En los evangelios, textos históricos y auténticos, se nos refieren datos y detalles prácticos que atañen a la resurrección de Jesús: el sepulcro vacío, la incredulidad de los Apóstoles ―al principio escépticos ante el anuncio de las mujeres, considerándolo un «delirio» (cf. Lc 24, 11)―, las diversas apariciones de Cristo resucitado y, sobre todo, sus encuentros con los discípulos.
¿Por qué os turbáis, y por qué se suscitan dudas en vuestro corazón?, repite el Redentor a los Apóstoles, asombrados y atónitos frente a los acontecimientos sorprendentes de los que han sido testigos directos. «Mirad mis manos y mis pies; soy yo mismo. Palpadme y ved que un espíritu no tiene carne y huesos como veis que yo tengo» (Lc 24, 38-39).
3. ¡Cristo ha resucitado de verdad, como Él mismo había predicho! Su resurrección tiene un indudable valor apologético.
Un conocido estudioso de nuestro siglo, Romano Guardini, meditando en el misterio pascual y en sus consecuencias para la vida del creyente y de la Iglesia, afirma que «la fe cristiana se mantiene o se pierde en la medida en que se cree o no se cree en la resurrección del Señor. La resurrección no es un fenómeno marginal de esta fe, y mucho menos un desarrollo mitológico, que la fe hubiera tomado de la historia y que más tarde pudo desaparecer sin perder su contenido: es su centro» (El Señor, parte VI, 1).
El anuncio de la muerte y resurrección de Cristo es el centro de la fe. De la adhesión dócil y alegre a este misterio brota el auténtico seguimiento del Señor y la misión salvífica confiada al pueblo de Dios, peregrino en la tierra a la espera de la vuelta gloriosa de Jesús. A la luz de esta verdad evangélica tan fundamental, se comprende plenamente que Jesucristo, y sólo Jesucristo, es realmente camino, verdad y vida, Él que es luz del mundo e imagen humana del Padre. También a la luz de esa verdad se percibe la profundidad de sus palabras: «El que me ha visto a mí, ha visto al Padre. ¿Cómo dices tú: "Muéstranos al Padre?"... Creedme: yo estoy en el Padre y el Padre está en mi» (Jn 14, 9-11). Y asimismo: «Yo he venido para que tengan vida y la tengan en abundancia» (Jn 10, 10); «El que escucha mi palabra y cree en el que me ha enviado, tiene vida eterna y no incurre en juicio, sino que ha pasado de la muerte a la vida» (Jn 5, 24).
En efecto, el evangelio, en cada una de sus páginas a partir del acontecimiento pascual, revela el plan salvífico de Dios destinado a todo ser humano. Y este anuncio, que la Iglesia renueva incesantemente, obedeciendo al mandato de su divino fundador, se convierte en fuente de consuelo y de confortación espiritual para la humanidad cansada y oprimida por la duda, el dolor y el pecado. Este anuncio da sentido y valor verdadero a los acontecimientos humanos y a la historia de los pueblos.

----

DETALLES DEL EJERCICIO: ¿Puedes reproducir sin cambios el fragmento del extracto sobre la resurrección que va desde "En efecto, el" hasta "de los pueblos."? Los ítems no tienen ninguna relación con el extracto.

----

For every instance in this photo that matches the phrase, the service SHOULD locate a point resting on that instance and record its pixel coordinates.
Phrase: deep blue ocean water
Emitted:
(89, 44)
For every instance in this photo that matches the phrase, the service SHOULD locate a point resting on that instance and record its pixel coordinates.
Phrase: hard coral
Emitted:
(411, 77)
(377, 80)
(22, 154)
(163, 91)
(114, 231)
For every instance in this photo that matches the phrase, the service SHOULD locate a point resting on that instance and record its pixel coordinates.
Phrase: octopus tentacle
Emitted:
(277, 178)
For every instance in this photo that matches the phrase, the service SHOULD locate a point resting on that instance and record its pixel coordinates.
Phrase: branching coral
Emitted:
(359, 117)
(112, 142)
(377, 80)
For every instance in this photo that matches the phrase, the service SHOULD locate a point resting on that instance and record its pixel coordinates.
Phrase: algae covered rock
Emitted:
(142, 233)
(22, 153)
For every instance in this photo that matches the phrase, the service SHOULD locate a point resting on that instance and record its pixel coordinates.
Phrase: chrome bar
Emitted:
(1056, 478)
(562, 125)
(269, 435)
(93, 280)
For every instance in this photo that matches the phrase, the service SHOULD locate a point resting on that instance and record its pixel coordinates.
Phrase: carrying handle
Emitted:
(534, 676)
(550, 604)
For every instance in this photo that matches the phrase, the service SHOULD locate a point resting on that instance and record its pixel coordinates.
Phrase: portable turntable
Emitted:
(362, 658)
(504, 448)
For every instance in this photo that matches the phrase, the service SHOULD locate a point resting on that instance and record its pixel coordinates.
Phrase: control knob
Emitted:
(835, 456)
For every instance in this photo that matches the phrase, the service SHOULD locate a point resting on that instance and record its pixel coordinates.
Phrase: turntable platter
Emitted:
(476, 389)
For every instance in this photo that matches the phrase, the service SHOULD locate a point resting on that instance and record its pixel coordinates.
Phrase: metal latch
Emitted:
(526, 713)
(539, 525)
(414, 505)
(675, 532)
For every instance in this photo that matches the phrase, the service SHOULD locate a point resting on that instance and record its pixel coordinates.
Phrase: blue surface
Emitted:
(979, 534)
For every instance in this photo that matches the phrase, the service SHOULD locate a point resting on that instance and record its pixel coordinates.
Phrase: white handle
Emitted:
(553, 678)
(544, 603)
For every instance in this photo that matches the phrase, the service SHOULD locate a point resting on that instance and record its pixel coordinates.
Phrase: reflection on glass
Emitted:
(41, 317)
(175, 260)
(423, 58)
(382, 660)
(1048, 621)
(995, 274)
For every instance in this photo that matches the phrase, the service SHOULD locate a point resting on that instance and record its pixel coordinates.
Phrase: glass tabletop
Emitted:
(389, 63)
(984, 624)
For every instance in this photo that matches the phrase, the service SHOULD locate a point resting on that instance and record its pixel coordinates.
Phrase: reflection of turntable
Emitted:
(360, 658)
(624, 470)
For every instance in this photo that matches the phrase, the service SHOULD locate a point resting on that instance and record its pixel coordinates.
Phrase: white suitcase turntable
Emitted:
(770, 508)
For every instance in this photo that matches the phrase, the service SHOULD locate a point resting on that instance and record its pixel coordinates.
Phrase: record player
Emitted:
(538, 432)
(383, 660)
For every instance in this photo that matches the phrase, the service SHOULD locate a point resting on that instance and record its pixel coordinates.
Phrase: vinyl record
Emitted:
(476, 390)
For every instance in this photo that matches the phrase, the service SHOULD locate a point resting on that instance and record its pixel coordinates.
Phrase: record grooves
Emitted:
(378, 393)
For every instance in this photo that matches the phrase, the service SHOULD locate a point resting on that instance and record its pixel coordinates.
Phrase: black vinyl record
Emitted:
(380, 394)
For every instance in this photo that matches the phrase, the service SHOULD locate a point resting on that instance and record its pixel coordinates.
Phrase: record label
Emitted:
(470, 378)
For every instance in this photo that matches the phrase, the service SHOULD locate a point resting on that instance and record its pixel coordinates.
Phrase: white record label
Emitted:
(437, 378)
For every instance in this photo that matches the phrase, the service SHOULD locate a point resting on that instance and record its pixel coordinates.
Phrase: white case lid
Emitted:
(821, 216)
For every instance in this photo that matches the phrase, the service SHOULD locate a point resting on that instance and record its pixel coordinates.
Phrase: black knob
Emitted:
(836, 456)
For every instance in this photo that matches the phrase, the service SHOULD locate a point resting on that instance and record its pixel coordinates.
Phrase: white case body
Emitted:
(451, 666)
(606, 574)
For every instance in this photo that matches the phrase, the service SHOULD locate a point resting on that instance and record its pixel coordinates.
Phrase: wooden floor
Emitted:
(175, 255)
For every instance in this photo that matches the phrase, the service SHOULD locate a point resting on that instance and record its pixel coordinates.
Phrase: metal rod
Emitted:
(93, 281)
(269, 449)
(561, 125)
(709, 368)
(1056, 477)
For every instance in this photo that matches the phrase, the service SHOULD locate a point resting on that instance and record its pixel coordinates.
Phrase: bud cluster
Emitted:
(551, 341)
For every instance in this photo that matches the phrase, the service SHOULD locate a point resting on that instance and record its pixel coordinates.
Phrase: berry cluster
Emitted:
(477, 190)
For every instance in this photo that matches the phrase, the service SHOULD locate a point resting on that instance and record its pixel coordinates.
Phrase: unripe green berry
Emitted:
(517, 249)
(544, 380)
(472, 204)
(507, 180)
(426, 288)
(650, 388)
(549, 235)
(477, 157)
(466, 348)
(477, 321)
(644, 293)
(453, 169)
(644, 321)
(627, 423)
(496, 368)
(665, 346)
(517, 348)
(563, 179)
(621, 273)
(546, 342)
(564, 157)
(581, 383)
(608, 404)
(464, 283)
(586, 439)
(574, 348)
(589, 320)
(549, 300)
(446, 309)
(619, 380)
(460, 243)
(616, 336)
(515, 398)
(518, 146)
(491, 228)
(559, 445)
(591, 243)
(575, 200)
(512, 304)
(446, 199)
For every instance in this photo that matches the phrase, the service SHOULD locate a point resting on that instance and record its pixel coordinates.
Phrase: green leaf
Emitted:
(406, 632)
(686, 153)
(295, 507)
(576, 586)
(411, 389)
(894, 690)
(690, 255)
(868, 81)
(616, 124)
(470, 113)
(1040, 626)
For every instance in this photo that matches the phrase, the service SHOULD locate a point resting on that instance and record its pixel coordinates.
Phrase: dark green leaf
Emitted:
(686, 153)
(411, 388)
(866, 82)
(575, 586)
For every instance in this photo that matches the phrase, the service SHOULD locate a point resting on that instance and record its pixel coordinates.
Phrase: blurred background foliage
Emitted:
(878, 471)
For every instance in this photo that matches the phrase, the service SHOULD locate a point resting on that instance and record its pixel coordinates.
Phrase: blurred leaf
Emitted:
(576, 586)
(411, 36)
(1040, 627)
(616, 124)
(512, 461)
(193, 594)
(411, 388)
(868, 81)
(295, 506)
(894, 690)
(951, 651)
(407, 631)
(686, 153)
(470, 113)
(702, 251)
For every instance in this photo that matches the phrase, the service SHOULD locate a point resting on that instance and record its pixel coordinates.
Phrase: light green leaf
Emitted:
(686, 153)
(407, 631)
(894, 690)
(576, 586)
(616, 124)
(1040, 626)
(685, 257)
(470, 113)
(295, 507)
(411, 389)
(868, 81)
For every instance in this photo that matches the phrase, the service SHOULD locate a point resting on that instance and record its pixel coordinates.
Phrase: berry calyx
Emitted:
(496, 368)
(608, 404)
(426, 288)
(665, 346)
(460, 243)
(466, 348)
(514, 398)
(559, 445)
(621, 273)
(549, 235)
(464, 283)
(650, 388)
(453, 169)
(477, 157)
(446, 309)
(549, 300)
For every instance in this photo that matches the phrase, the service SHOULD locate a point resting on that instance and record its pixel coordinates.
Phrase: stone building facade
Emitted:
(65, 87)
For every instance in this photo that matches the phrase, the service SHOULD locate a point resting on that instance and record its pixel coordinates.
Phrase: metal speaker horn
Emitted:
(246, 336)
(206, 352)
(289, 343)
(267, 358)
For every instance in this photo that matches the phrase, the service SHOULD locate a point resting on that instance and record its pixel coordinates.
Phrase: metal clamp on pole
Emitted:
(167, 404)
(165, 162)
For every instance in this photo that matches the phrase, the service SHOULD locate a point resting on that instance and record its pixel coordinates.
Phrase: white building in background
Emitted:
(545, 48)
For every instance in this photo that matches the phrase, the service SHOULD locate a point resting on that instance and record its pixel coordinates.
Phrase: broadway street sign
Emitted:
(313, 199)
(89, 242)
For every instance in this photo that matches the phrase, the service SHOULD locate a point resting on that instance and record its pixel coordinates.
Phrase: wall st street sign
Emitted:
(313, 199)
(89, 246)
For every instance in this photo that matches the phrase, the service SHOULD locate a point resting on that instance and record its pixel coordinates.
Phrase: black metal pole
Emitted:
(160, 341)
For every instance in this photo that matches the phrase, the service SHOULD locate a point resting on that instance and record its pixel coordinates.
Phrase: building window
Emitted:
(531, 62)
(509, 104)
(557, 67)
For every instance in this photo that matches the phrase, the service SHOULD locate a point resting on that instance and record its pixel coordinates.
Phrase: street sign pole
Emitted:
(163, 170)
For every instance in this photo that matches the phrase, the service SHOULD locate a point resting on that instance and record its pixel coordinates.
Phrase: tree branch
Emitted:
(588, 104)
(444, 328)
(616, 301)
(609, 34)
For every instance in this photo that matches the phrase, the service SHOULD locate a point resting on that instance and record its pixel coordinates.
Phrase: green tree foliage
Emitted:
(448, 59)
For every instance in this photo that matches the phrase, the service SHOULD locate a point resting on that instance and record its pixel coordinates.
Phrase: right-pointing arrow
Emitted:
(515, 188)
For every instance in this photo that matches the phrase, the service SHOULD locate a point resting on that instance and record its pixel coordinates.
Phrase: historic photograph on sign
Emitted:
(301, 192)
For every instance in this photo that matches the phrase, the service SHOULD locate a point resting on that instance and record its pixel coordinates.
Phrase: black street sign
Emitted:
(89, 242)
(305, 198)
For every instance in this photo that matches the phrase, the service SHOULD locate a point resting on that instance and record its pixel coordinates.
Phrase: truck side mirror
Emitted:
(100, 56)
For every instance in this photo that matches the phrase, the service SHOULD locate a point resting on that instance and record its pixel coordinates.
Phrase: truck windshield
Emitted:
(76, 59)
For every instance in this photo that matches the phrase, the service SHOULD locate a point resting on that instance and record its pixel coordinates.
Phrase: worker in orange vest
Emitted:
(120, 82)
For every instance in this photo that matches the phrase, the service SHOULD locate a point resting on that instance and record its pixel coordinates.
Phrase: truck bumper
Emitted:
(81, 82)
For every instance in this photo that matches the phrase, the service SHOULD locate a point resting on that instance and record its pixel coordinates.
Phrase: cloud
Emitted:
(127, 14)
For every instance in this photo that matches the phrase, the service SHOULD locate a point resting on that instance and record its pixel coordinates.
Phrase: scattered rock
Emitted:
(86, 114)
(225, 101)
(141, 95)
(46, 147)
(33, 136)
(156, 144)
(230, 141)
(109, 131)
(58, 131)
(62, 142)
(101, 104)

----

SOLUCIÓN:
En efecto, el evangelio, en cada una de sus páginas a partir del acontecimiento pascual, revela el plan salvífico de Dios destinado a todo ser humano. Y este anuncio, que la Iglesia renueva incesantemente, obedeciendo al mandato de su divino fundador, se convierte en fuente de consuelo y de confortación espiritual para la humanidad cansada y oprimida por la duda, el dolor y el pecado. Este anuncio da sentido y valor verdadero a los acontecimientos humanos y a la historia de los pueblos.